> Task to carry out: Wherever the listing holds a picture, leave it out, and copy the remainder exactly.

> Input data:
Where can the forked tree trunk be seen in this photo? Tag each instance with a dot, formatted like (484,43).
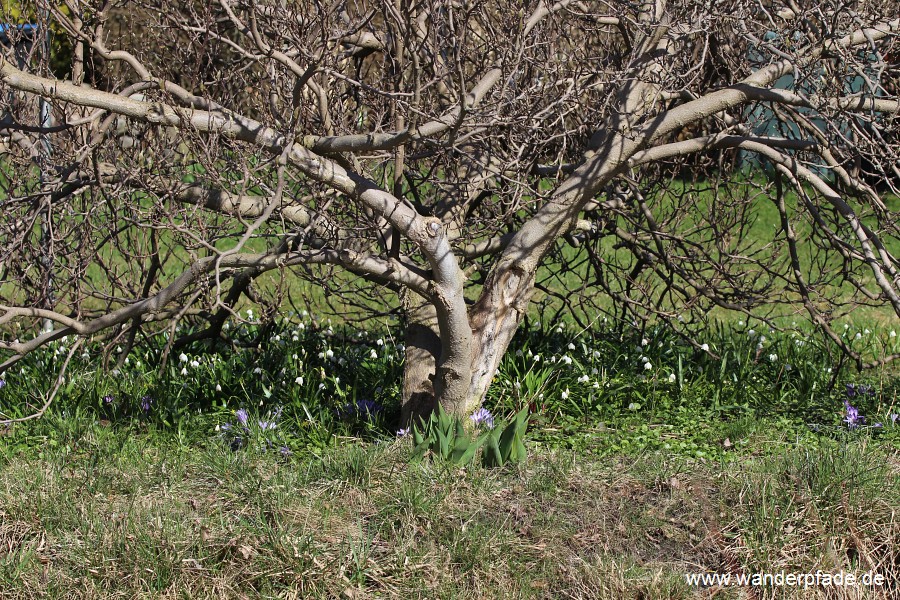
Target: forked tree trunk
(493,321)
(423,348)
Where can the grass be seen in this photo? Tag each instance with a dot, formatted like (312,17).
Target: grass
(120,515)
(636,476)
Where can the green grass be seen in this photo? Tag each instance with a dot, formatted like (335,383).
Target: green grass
(635,476)
(114,514)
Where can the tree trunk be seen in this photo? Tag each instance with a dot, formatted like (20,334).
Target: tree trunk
(423,347)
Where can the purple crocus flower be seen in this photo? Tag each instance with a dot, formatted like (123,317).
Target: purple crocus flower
(853,418)
(483,416)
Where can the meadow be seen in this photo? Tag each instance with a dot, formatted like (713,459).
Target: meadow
(277,471)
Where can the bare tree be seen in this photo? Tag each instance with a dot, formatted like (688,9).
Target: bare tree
(446,150)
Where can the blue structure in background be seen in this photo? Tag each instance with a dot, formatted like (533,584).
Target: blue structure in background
(764,122)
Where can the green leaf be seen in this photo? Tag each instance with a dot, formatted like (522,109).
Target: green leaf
(491,456)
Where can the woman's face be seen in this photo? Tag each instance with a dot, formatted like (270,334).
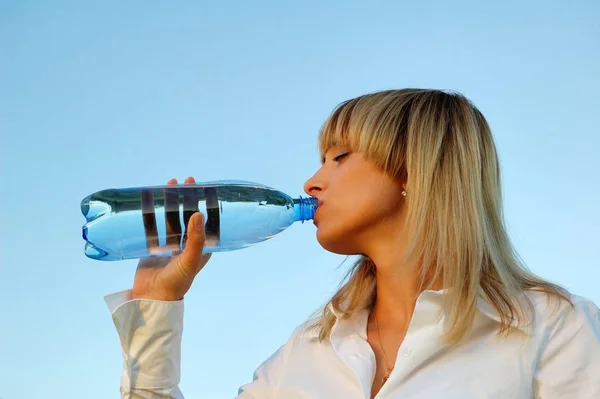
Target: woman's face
(359,204)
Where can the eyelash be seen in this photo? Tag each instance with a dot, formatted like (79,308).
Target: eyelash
(336,159)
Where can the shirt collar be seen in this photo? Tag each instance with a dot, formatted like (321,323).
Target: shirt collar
(428,310)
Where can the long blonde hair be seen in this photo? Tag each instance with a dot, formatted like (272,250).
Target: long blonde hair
(441,145)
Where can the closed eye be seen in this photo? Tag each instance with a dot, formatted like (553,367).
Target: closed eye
(337,159)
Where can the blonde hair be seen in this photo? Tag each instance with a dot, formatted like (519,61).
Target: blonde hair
(441,145)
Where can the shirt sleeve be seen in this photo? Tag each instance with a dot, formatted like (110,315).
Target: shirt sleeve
(150,333)
(570,359)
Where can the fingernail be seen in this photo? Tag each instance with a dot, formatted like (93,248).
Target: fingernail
(199,222)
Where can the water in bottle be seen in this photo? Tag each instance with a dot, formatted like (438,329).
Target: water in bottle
(130,223)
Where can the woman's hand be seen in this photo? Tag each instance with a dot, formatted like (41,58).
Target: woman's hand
(169,279)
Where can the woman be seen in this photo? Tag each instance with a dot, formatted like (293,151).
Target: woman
(437,305)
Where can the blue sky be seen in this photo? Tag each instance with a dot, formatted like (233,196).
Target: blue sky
(121,94)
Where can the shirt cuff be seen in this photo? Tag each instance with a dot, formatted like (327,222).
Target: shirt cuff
(150,332)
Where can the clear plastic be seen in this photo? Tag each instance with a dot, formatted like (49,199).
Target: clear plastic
(141,222)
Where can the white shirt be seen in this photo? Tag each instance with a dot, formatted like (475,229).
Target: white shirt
(557,357)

> Exercise result:
Where can the forked tree trunk be seen in this photo? Tag each instance with a dot, formatted like (484,43).
Target: forked tree trunk
(493,321)
(423,348)
Where can the grass be seen in this photo? Tag each instance with a dot, formatted like (312,17).
Target: grass
(120,515)
(636,476)
Where can the green grass be seen in this photo? Tag each instance with a dot, formatted like (335,383).
Target: green grass
(635,476)
(114,514)
Where can the tree trunk be seen in this photo? Tag each instance with a dot, formatted like (20,334).
Target: tree trunk
(423,347)
Where can the purple crocus flower be seen in this photo? Tag each instance with a dot, formatted like (123,317).
Target: purple crocus flower
(853,418)
(483,416)
Where can the meadow be seen in this photo? Tag each instance with a dot, formatted like (713,459).
Target: meadow
(277,471)
Where can the bare tree be seen in this photo? Tag each instance with a dot, formatted like (688,9).
Target: bare tree
(446,150)
Where can the blue structure in background be seen in this photo? Tag each instance with a dot, formatted like (533,584).
Target: blue structure in background
(764,122)
Where can the green leaf be seen in this photo? Tag each instance with a dot, formatted like (522,109).
Target: green leaf
(491,456)
Where can the woman's face be seen in this photo? Tag each instance with a dot, formatted like (270,334).
Target: woman's face
(359,204)
Where can the eyelash be seen in this photo? Tag each instance with a dot, formatted like (79,308).
Target: eyelash
(336,159)
Where can the shirt collar be seen in this photo? Tag each instance with a dot, formatted like (321,323).
Target: shirt collar
(428,310)
Where can the long blonde hair be seen in this photo? Tag each instance with a dot, formatted like (272,250).
Target: long blonde hair
(441,145)
Where can the closed eye be seen in this photo? Tag each instance with a dot, formatted like (553,367).
Target: closed eye
(337,159)
Where can the blonde hair be seen in this photo? Tag each instance with a dot, formatted like (519,61).
Target: blonde hair
(441,145)
Where can the shirt sleeve be seen in this photo? Tag each instance with a dot, formatted like (110,315).
Target: shirt sleeve
(150,333)
(570,359)
Where can the fingernail be seen in this photo? Tag each instance with a dot, formatted like (93,248).
Target: fingernail
(199,222)
Where can the water in bottle be seen in this photo? Tag each instance with a dot, formatted like (438,329).
Target: water in bottle
(130,223)
Where can the woman's hand be seen in this photo? Tag each instance with a dot, formatted like (41,58).
Target: woman's hand
(169,279)
Where can the woman be seen in this photo? Tag each instance with a dot, formatted like (293,151).
Target: woman
(437,305)
Where can the blue sky be seen in this photo? Tag each instance with a dot, formatted like (233,196).
Target: blue sky
(121,94)
Where can the shirt cuff be seen in this photo? Tag each instance with a dot, formatted like (327,222).
Target: shirt cuff
(150,332)
Where can the clear plastic be seen in this photo? Tag each instance with a dot, formatted like (49,199).
Target: clear plastic
(141,222)
Where can the white shirt be seen in this photo? Tag each instance with a dot, formatted like (475,229).
Target: white shirt
(557,357)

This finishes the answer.